- _Text provided_:

ATP – An Index of Fouling and Fouling Rates

A key method to monitor fouling in a water system and the progress of a chemical treatment involves measurement of ATP, adenosine triphosphate, a chemical which is present in all living organisms. Microorganisms are a significant portion of fouling deposits along with other organic and inorganic materials.

The ATP method can be used to analyze both surface deposits and bulk water. Although surface fouling is the real problem to be controlled, microbial populations and thus ATP in the bulk water generally correlate with the amount of surface fouling. ATP analysis is rapid and convenient for field work.

We highly recommend that ATP testing should be used as part of a water system’s routine monitoring program to assess fouling and fouling rates in the system, and therefore the effectiveness of any chemical treatments.

How ATP testing is used

The three representative figures above demonstrate the value in monitoring ATP concentrations in the bulk water in systems as they are being treated with a chemical. The figure on the left shows typical ATP levels during treatment of a relatively fouled system. Note that after each chemical treatment, ATP levels initially increase indicating that microorganisms that were previously bound to the surfaces in the water system are now being dispersed into the bulk water.

ATP levels then decrease as the microorganisms in the bulk water are removed by blowdown or as the cells die and their ATP is naturally degraded. This pattern (ATP increase after application of an effective deposit remover, followed by gradual ATP decrease) will continue until the microorganisms and deposits are cleared from the system.The two figures on the right show ATP levels in a relatively clean system in which an effective chemical treatment is routinely used.

- _Work required_: According to the text on ATP, why do ATP levels in the bulk water rise right after each chemical treatment of a fouled system? Answer in one to three sentences.

- _Dataset entries_:
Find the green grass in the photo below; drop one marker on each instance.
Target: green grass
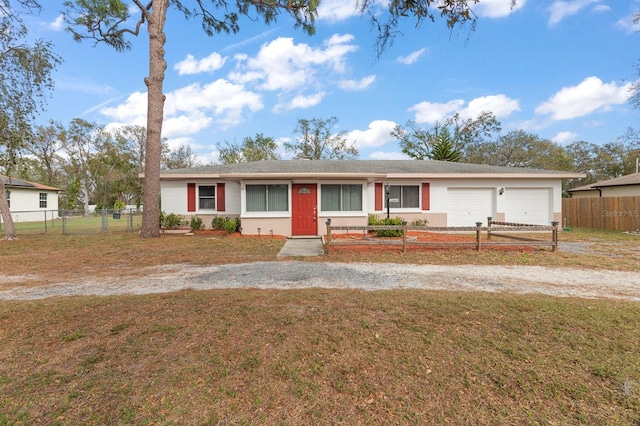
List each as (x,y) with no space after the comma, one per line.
(92,224)
(320,357)
(311,356)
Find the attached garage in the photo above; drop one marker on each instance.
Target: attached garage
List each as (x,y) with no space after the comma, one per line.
(466,206)
(527,205)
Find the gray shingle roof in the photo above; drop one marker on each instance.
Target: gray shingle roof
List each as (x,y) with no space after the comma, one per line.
(11,182)
(633,179)
(361,167)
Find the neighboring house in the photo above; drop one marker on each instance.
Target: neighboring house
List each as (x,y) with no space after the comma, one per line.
(28,200)
(296,197)
(623,186)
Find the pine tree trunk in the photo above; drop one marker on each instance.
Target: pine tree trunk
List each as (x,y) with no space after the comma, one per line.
(155,105)
(9,227)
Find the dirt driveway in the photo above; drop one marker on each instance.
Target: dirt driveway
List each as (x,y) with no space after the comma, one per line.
(370,276)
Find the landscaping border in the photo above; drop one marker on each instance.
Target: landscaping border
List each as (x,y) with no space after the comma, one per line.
(507,230)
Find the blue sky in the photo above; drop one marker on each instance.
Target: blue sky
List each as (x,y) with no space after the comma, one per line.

- _Completed task_: ATP levels rise at first because microorganisms that were bound to the surfaces of the water system are dispersed into the bulk water by the treatment.